- PASSAGE GIVEN -
B describes her own performances as 'intense explorations of the intra-action of voice/body'. She approaches and tests her own body frame as an architectural site for vocal production, placing/directing the voice to various resonating chambers. B commits herself to all the processes of enunciation with what Barthes might call an expressive reduction. She says herself that her work is very formal and this sense of formality might come from the very specific perameters she sets herself when she performs. She is though, however formally, quite clearly improvising. When she speaks about how sound is being made in her body, she describes it as a two way process: she makes a sound, listens to it and it instructs where and how the next sound should happen. For B there is space between her voice and her body and there is most certainly time. Waiting is part of the process central to her vocal production. For B this is not a spiritual/emotional experience, she does not use mental imagery or memory or fantasy to inspire her next sound. She sees the room she is in. She listens to how her voice sounds as it hits the wall and creates an echo, as it cracks or trembles from the dust in her throat. Within the performing of her scores there is a process of choice making in real time. She looks at me and I know she sees me. It is clear that there is a double- bodied state of consciousness for B when she performs.

- REQUIRED WORK -
1. In the passage on B's vocal performance, what words does B use to describe her own performances?
2. Decide whether each statement agrees with the passage on B's vocal performance. Answer yes or no, and quote the words of the passage that settle it.
(a) B relies on mental imagery or memory to inspire her next sound.
(b) Waiting plays a central role in how B produces her voice.
(c) B herself says her work is very formal.
3. Carry on the passage on B's vocal performance, starting right after its final sentence.

- COLLECTED DATA -
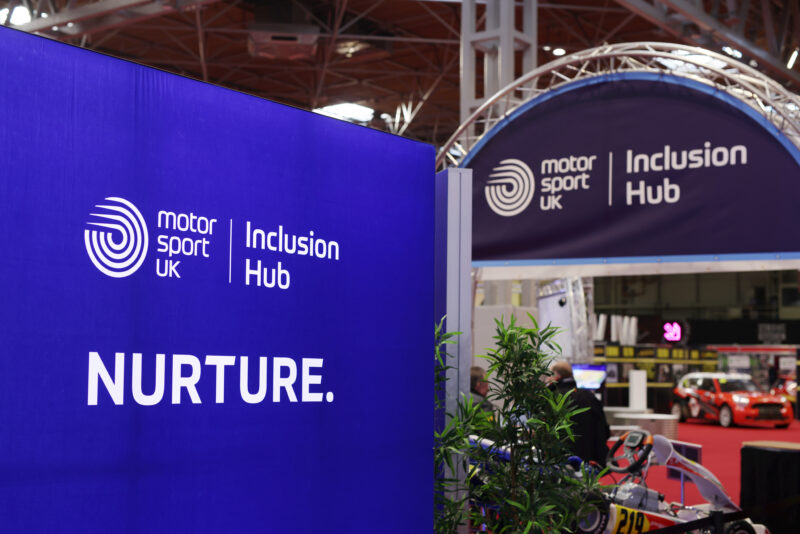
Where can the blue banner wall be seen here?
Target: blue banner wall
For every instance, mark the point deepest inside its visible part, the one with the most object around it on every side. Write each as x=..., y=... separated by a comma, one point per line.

- EXERCISE ANSWERS -
1. She calls them "intense explorations of the intra-action of voice/body".

2.
(a) No: "she does not use mental imagery or memory or fantasy to inspire her next sound."
(b) Yes: "Waiting is part of the process central to her vocal production."
(c) Yes: "She says herself that her work is very formal"

3.
 

What transpires physically is so subtle and so fundamental to her ability to open a text which is so intrinsically produced by a very intimate relating to her own body. I can see her listening to her own voice.  I can watch her body preparing, coping, and waiting. This solid, almost matter of fact physical presence holds the weight of the powerful image and sound that B is creating and at the same time not expressing but being expressed. B works within an improvisational space, or rather she acknowledges and works consciously in a real time state of affairs. Her process of experiencing something, listening, responding, is an improvisational process set within a rigid structure.

It is transitive/open as opposed to static/closed. I have heard so many different images related back to me after a performance by B, writings and experiences of the work that are neither imposed nor censored by her.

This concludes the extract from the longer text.